* [Exercise A]
Copy the passage on the Apollo 11 anniversary word for word, from "Most Earthlings today, and" to "President Lyndon Johnson.", inclusive.
* [Exercise B]
In the passage on the Apollo 11 anniversary, which astronaut accompanied Cronkite for the broadcast?

* [Document segment]
## begin
Most Earthlings today, and certainly Americans of the past few generations now only know of Walter Cronkite from his inclusion as himself with historical CBS footage spliced by Ron Howard into his film Apollo 13.  Cronkite, long thought one of the best broadcast journalists of all time, was a staple in homes for decades, and as anyone new to the Apollo 11 project will find, was the key hand-holder of the public as they first witnessed humanity’s greatest adventure.  Spliced between news coverage for new viewers and fans of all things retro may appreciate the vintage TV commercials all just as they originally aired.  Astronaut Wally Schirra accompanied Cronkite for the broadcast.  U.S. Vice President Spiro Agnew spoke after the launch, which was also attended by then-former President Lyndon Johnson.

Check here and your local news for events nationwide this week celebrating the 50th anniversary event–every city and science center has some kind of commemoration.  Twenty-five years ago I worked at the Smithsonian Institution at the Milestones of Flight display at site of the Apollo 11 capsule for the countdown to the Moonshot, which was accompanied by speeches from Neil Armstrong, Buzz Aldrin, Michael Collins, the Vice President Dan Quayle and other dignitaries, and I was able to see the Armstrong spacesuit as a worker behind the scenes firsthand.  Twenty-five years later the capsule, the Command Module Columbia, is still on display across from the Wright Brothers Flyer and the Spirit of St. Louis at the National Air and Space Museum.  Armstrong’s spacesuit has been restored this year and was unveiled in a new display yesterday at the museum, unveiled by Vice President Mike Pence and members of Armstrong’s family.  The suit remains one of the most important objects in the history of humans.
## end
* [Data segment]
## begin
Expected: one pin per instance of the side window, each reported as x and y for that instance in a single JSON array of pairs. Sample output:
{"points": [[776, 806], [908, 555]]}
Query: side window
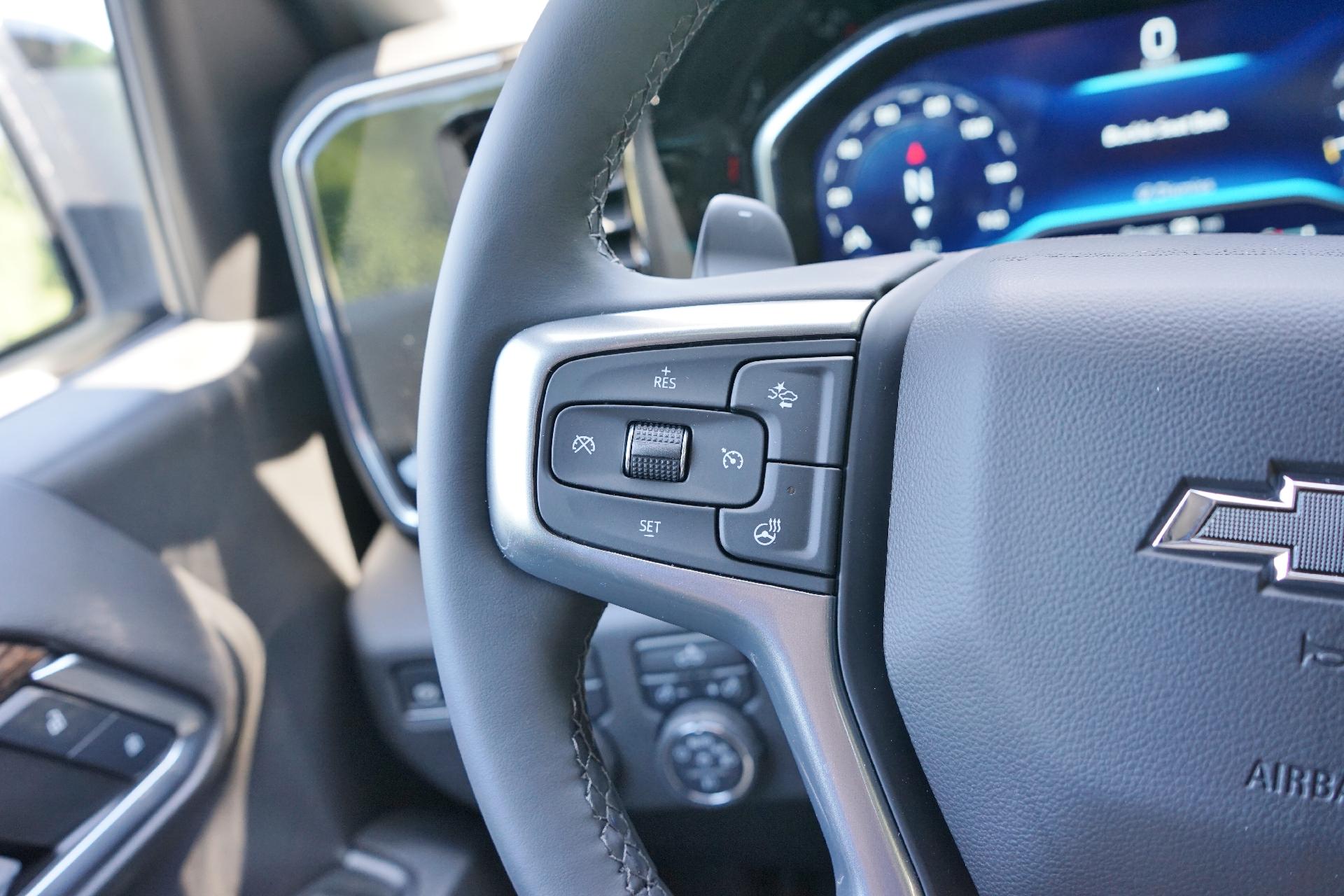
{"points": [[74, 246], [35, 292]]}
## end
* [Correct output A]
Most Earthlings today, and certainly Americans of the past few generations now only know of Walter Cronkite from his inclusion as himself with historical CBS footage spliced by Ron Howard into his film Apollo 13.  Cronkite, long thought one of the best broadcast journalists of all time, was a staple in homes for decades, and as anyone new to the Apollo 11 project will find, was the key hand-holder of the public as they first witnessed humanity’s greatest adventure.  Spliced between news coverage for new viewers and fans of all things retro may appreciate the vintage TV commercials all just as they originally aired.  Astronaut Wally Schirra accompanied Cronkite for the broadcast.  U.S. Vice President Spiro Agnew spoke after the launch, which was also attended by then-former President Lyndon Johnson.

* [Correct output B]
Wally Schirra